=== Work request 1 ===
In the second block of records, copy out word for word the lines from the one containing "The goal for" through the one containing "box: [317, 1072, 383, 1148]", both of those included.

##### Selected excerpt

Noordwijk beach, where some of the urns were found.

On a quiet shore a few miles north of the Hague's International Criminal Court, a seasoned beachcomber and his son were startled when they spotted something unprecedented in their decades of sand-scouring: an urn of human ashes. Nearby, a fisherman reeled in an inauspicious catch—another urn of cremated remains. Further up the coast, an elderly woman's stroll on the beach was interrupted by yet another vessel of mortality.

Last week's news reports of the three urns washing ashore across the Netherlands galvanized a flurry of rumors: Were the urns a result of a drug smuggling front? Perhaps some other sort of foul play?

Finally, after days of speculation, a Dutch shipping company provided a relatively drab answer to the riddle: It had bungled a sea funeral; the urns "slipped from an employee's hands over the railing," the company told the Guardian.

##########
##### Records for processing

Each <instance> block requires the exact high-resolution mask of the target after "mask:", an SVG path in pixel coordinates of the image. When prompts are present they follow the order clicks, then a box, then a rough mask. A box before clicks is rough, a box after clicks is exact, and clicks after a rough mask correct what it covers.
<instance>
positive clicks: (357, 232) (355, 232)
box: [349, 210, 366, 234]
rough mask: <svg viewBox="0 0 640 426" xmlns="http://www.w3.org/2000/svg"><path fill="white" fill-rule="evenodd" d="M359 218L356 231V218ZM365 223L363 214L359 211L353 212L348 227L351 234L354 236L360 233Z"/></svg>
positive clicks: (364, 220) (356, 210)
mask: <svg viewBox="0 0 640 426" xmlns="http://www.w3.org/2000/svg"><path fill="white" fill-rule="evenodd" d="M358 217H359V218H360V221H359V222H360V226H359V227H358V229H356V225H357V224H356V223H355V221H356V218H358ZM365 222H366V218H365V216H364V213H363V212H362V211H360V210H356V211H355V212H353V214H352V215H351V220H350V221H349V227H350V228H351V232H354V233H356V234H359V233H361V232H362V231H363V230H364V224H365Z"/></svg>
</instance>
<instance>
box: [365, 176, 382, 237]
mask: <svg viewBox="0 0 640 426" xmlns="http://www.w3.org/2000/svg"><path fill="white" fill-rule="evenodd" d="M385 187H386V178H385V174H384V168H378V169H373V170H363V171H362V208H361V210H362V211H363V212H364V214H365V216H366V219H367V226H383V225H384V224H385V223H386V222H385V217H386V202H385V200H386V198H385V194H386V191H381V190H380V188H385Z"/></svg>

##########
##### Records for processing

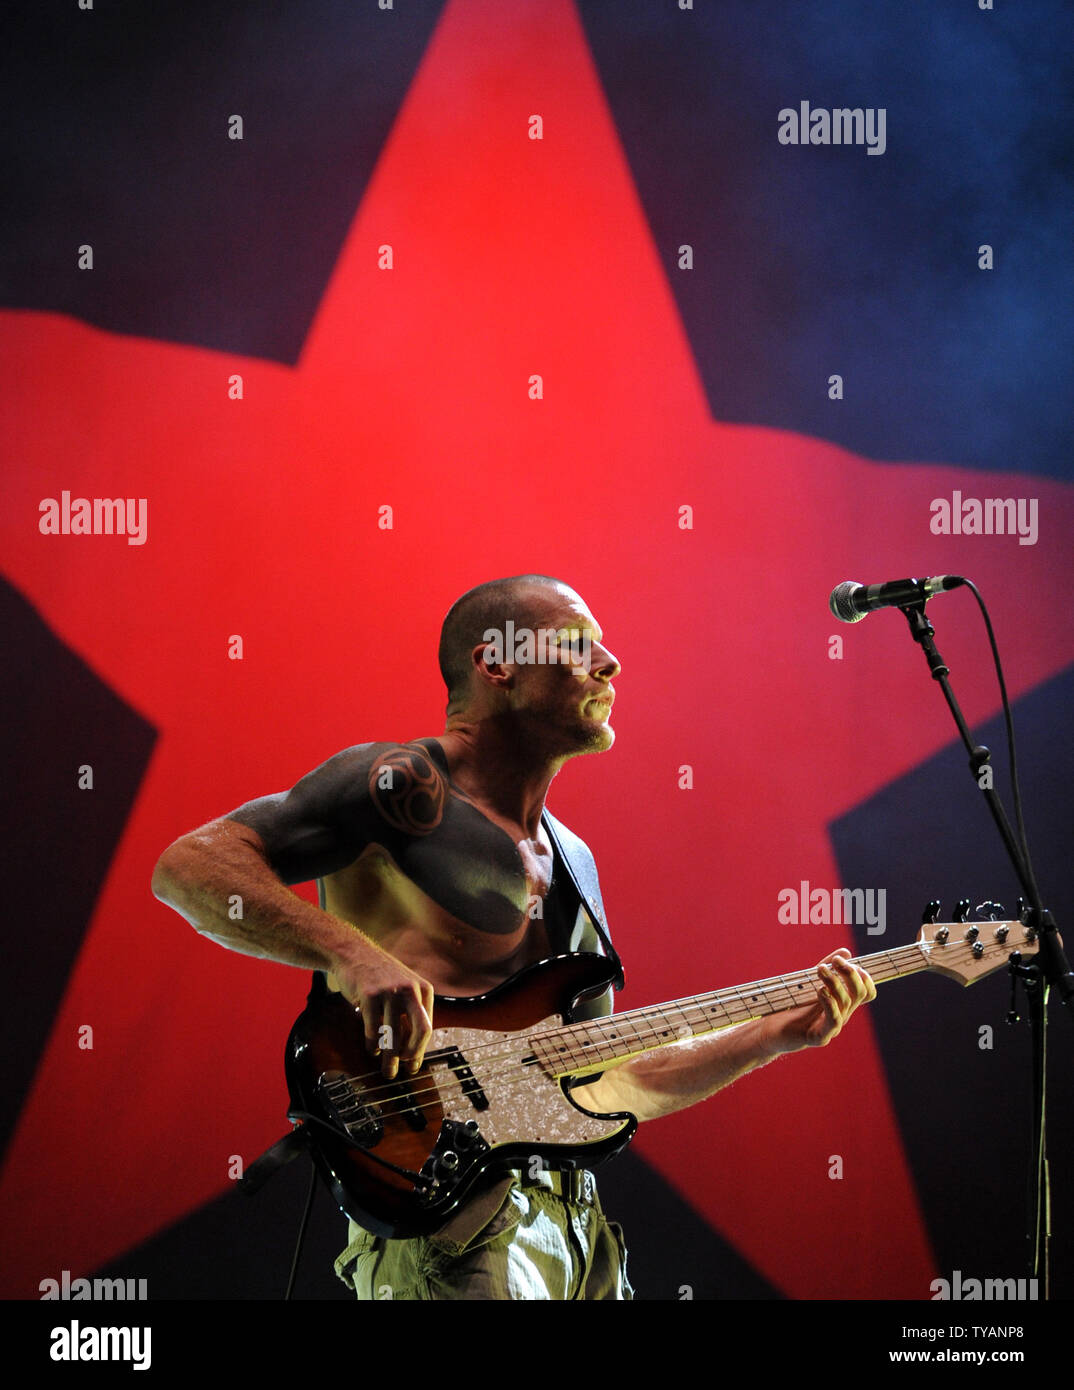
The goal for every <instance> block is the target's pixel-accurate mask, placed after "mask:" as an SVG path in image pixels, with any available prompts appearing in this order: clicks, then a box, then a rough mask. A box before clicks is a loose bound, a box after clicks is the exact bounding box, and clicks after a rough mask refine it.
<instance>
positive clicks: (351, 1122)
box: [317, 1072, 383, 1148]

##########

=== Work request 2 ===
Pick up the account of the urns that washed ashore on Dutch beaches after its last sentence and keep it going.

=== Final answer 1 ===
The goal for every <instance> block is the target's pixel-accurate mask, placed after "mask:" as an SVG path in image pixels, with any available prompts appearing in this order: clicks, then a box, then a rough mask. A box before clicks is a loose bound, a box after clicks is the exact bounding box, and clicks after a rough mask refine it.
<instance>
positive clicks: (351, 1122)
box: [317, 1072, 383, 1148]

=== Final answer 2 ===
Across the world, burials at sea are on the rise, according to Michael Karcher, a maritime attorney and professor of admiralty law at the University of Miami School of Law. In 2017, 20,000 Germans were buried at sea, a marked increase from previous years, according to the German news site Deutsche Welle. Between 2007 and 2015, Hong Kong saw a five-fold increase in sea burials, according to its internal news service. "I have noticed a great increase in interest in burial at sea," Ann Rodney, an environmental protection specialist in the United States Environmental Protection Agency's ocean and coastal unit, told Mother Jones in 2011.

As the scarcity of burial plots becomes a more pressing issue and land prices continue to climb, people are seeking out more affordable funeral options. Karcher also attributes the recent decades' rise in sea burials to the massive uptick in the accessibility and affordability of boats during the 20th century, especially in the U.S. "One-hundred years ago, there were no recreational yachts as we know them," Karcher says. "The recreational boating world has grown, and it's now relatively inexpensive. The only people who had recreational yachts 100 years ago were the Rockefellers and the King." (In fact, the U.S. had its own sea burial scandal in 2010, when a man's floating body was spotted off the shore of Fort Lauderdale, Florida, a few days after his family had interred him in the watery depths.)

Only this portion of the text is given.